Direction
Count how many lines in the material below contain the string "white" and reply with only that number.

Data for processing
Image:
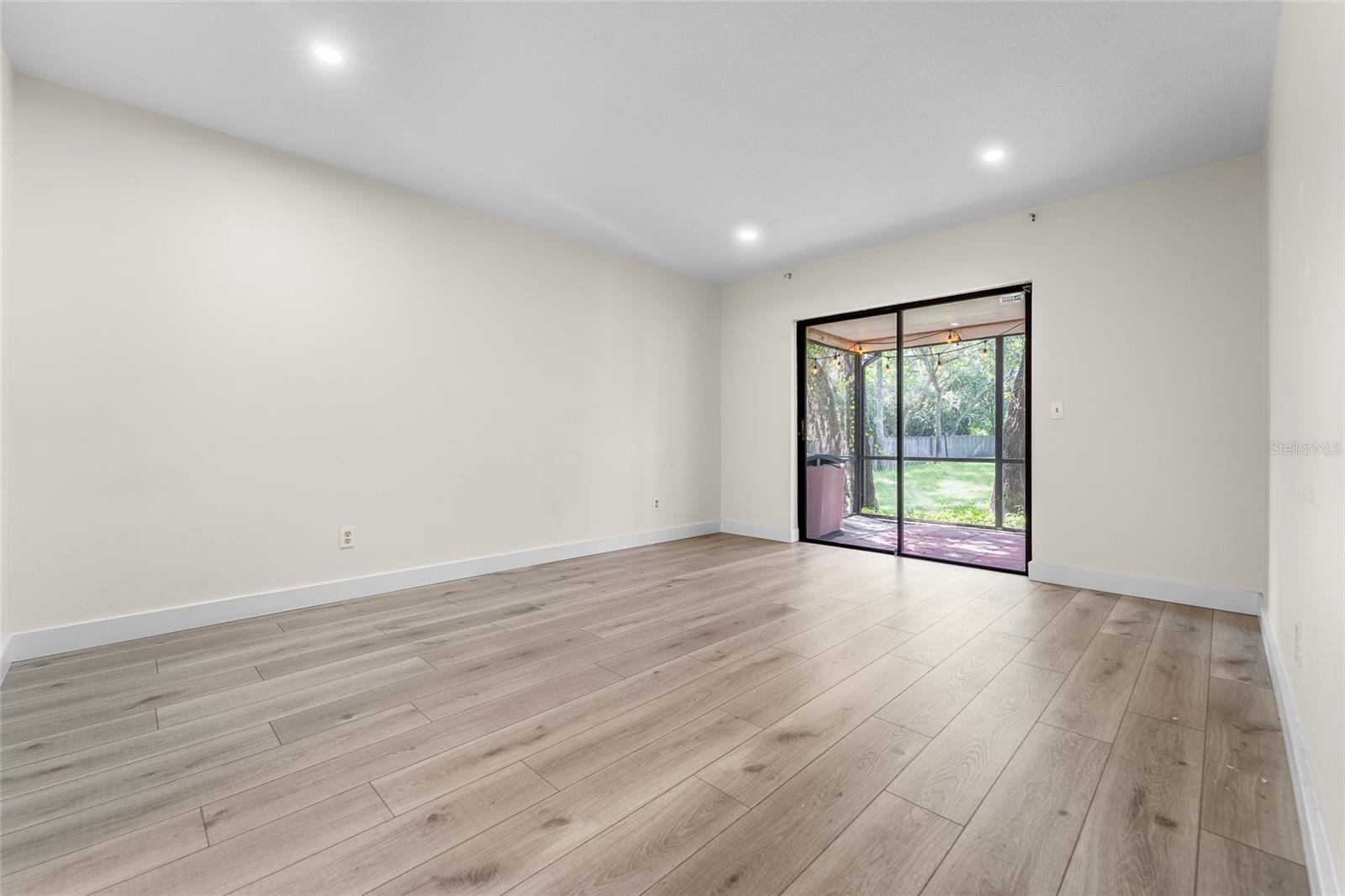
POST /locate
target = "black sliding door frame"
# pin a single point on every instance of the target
(858, 458)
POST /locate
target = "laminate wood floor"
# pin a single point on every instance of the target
(717, 714)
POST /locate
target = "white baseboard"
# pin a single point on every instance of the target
(27, 645)
(1322, 878)
(1235, 600)
(757, 530)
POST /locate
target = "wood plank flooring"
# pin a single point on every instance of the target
(717, 714)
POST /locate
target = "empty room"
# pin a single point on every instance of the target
(672, 448)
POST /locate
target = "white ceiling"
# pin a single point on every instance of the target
(658, 129)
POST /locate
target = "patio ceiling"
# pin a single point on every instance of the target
(979, 318)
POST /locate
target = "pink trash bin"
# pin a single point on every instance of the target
(825, 499)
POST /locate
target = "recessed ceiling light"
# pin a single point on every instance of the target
(331, 55)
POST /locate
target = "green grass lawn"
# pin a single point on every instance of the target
(943, 493)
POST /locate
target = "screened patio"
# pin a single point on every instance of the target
(920, 448)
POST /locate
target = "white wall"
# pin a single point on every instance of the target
(6, 141)
(1147, 322)
(1305, 151)
(219, 354)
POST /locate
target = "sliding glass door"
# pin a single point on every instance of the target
(914, 430)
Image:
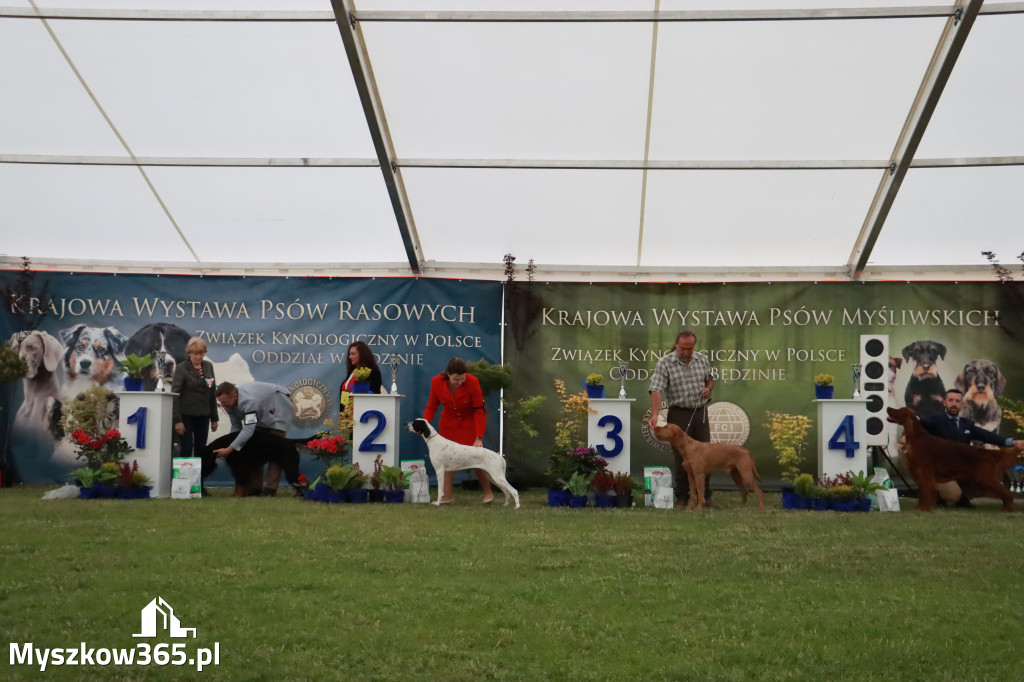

Final result
3